### Instructions to follow
Repeat all of the material exactly, with no line missing.

### Information supplied

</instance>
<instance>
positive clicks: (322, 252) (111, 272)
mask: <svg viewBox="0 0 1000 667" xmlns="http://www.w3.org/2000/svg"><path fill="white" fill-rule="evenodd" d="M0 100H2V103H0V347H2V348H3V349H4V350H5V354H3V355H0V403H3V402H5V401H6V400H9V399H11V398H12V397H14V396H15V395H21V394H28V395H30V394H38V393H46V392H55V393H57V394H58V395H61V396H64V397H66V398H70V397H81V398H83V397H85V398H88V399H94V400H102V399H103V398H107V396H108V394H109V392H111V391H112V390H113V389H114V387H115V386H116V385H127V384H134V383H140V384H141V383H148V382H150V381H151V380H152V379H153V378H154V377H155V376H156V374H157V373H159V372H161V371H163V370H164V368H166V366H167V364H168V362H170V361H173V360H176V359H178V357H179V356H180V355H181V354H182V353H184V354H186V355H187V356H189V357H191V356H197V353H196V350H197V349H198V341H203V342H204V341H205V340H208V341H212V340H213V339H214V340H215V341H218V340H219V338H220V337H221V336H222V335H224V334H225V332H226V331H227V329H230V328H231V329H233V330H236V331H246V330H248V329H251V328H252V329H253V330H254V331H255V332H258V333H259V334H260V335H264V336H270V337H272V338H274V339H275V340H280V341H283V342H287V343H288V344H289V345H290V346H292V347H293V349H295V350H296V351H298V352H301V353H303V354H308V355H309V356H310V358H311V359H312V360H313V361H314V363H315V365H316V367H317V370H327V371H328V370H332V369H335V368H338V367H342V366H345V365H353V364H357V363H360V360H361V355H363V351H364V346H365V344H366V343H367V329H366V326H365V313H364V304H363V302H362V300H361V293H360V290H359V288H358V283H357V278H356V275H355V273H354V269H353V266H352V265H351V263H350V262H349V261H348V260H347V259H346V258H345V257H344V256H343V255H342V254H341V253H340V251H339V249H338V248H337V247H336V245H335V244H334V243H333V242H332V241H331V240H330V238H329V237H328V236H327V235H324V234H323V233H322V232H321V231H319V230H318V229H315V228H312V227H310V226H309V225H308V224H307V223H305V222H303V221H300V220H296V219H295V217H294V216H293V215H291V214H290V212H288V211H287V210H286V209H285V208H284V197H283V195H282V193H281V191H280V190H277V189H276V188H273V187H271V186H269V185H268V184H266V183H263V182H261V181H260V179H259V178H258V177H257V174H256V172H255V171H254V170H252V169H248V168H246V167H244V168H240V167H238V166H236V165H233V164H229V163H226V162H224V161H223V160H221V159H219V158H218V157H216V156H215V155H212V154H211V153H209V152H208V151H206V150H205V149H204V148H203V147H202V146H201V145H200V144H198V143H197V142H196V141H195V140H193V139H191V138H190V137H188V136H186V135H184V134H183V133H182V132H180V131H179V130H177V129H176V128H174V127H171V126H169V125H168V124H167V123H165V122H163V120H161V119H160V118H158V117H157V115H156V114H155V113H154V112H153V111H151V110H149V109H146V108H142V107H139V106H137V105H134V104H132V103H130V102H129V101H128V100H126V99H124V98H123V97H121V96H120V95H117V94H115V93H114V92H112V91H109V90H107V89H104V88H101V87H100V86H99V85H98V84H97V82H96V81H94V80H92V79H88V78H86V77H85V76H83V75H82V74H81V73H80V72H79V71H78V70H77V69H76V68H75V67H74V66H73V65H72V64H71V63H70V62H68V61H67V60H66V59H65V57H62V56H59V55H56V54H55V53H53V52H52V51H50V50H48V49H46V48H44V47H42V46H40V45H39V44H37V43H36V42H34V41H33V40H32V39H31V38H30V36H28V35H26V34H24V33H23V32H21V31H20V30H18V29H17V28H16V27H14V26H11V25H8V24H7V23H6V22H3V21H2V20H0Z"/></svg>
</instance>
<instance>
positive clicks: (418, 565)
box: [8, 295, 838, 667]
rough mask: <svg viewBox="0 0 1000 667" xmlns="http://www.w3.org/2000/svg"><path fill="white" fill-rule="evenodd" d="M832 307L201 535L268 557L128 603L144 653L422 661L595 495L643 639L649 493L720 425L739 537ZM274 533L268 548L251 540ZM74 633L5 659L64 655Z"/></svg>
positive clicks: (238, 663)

### Solution to this task
</instance>
<instance>
positive clicks: (322, 252) (111, 272)
mask: <svg viewBox="0 0 1000 667" xmlns="http://www.w3.org/2000/svg"><path fill="white" fill-rule="evenodd" d="M0 100H2V103H0V347H2V348H3V349H4V350H5V354H3V355H0V403H3V402H5V401H6V400H9V399H11V398H12V397H14V396H15V395H21V394H28V395H30V394H38V393H46V392H55V393H57V394H58V395H61V396H64V397H66V398H70V397H81V398H83V397H85V398H88V399H94V400H102V399H103V398H107V396H108V394H109V392H111V391H112V390H113V389H114V387H115V386H116V385H127V384H134V383H140V384H141V383H148V382H150V381H151V380H152V379H153V378H154V377H155V376H156V374H157V373H159V372H161V371H163V370H164V368H166V366H167V364H168V362H170V361H173V360H176V359H178V357H179V356H180V355H181V354H182V353H184V354H186V355H187V356H189V357H191V356H197V353H196V350H197V349H198V341H203V342H204V341H205V340H208V341H212V340H213V339H214V340H215V341H218V340H219V338H220V337H221V336H222V335H224V334H225V332H226V331H227V329H230V328H231V329H233V330H236V331H246V330H248V329H251V328H252V329H253V330H254V331H255V332H258V333H259V334H260V335H264V336H270V337H272V338H274V339H275V340H280V341H283V342H287V343H288V344H289V345H290V346H292V347H293V349H295V350H296V351H298V352H301V353H303V354H308V355H309V356H310V358H311V359H312V360H313V361H314V363H315V365H316V367H317V370H327V371H328V370H332V369H335V368H338V367H342V366H345V365H353V364H357V363H360V360H361V355H363V351H364V346H365V344H366V343H367V329H366V326H365V313H364V304H363V302H362V300H361V293H360V290H359V288H358V283H357V278H356V275H355V273H354V269H353V266H352V265H351V263H350V262H349V261H348V260H347V259H346V258H345V257H344V256H343V255H342V254H341V253H340V251H339V249H338V248H337V247H336V245H335V244H334V243H333V242H332V241H331V240H330V238H329V237H328V236H327V235H324V234H323V233H322V232H321V231H319V230H318V229H315V228H312V227H310V226H309V225H308V224H307V223H305V222H303V221H300V220H296V219H295V217H294V216H293V215H291V214H290V212H288V211H287V210H286V209H285V208H284V197H283V195H282V193H281V191H280V190H277V189H276V188H273V187H271V186H269V185H268V184H266V183H263V182H261V181H260V179H259V178H258V177H257V174H256V172H255V171H254V170H252V169H248V168H246V167H244V168H240V167H238V166H236V165H233V164H229V163H226V162H224V161H223V160H221V159H219V158H218V157H216V156H215V155H212V154H211V153H209V152H208V151H206V150H205V149H204V148H203V147H202V146H201V145H200V144H198V143H197V142H196V141H195V140H193V139H191V138H190V137H188V136H186V135H184V134H183V133H182V132H180V131H179V130H177V129H176V128H174V127H171V126H169V125H168V124H167V123H165V122H163V120H161V119H160V118H158V117H157V115H156V114H155V113H154V112H153V111H151V110H149V109H146V108H142V107H139V106H137V105H134V104H132V103H130V102H129V101H128V100H126V99H124V98H123V97H121V96H120V95H117V94H115V93H114V92H112V91H109V90H107V89H104V88H101V87H100V86H99V85H98V84H97V82H96V81H94V80H92V79H88V78H86V77H85V76H83V75H82V74H81V73H80V72H79V71H78V70H77V69H76V68H75V67H74V66H73V65H72V64H71V63H70V62H68V61H67V60H66V59H65V57H62V56H59V55H56V54H55V53H53V52H52V51H50V50H48V49H46V48H44V47H42V46H40V45H39V44H37V43H36V42H34V41H33V40H32V39H31V38H30V36H28V35H26V34H24V33H23V32H21V31H20V30H18V29H17V28H16V27H14V26H11V25H8V24H7V23H6V22H3V21H2V20H0Z"/></svg>
</instance>
<instance>
positive clicks: (418, 565)
box: [8, 295, 838, 667]
rough mask: <svg viewBox="0 0 1000 667" xmlns="http://www.w3.org/2000/svg"><path fill="white" fill-rule="evenodd" d="M832 307L201 535L268 557L128 603L144 653L422 661L595 495L643 639L649 493L720 425L739 537ZM274 533L268 548L251 540ZM74 633L5 659L64 655Z"/></svg>
positive clicks: (238, 663)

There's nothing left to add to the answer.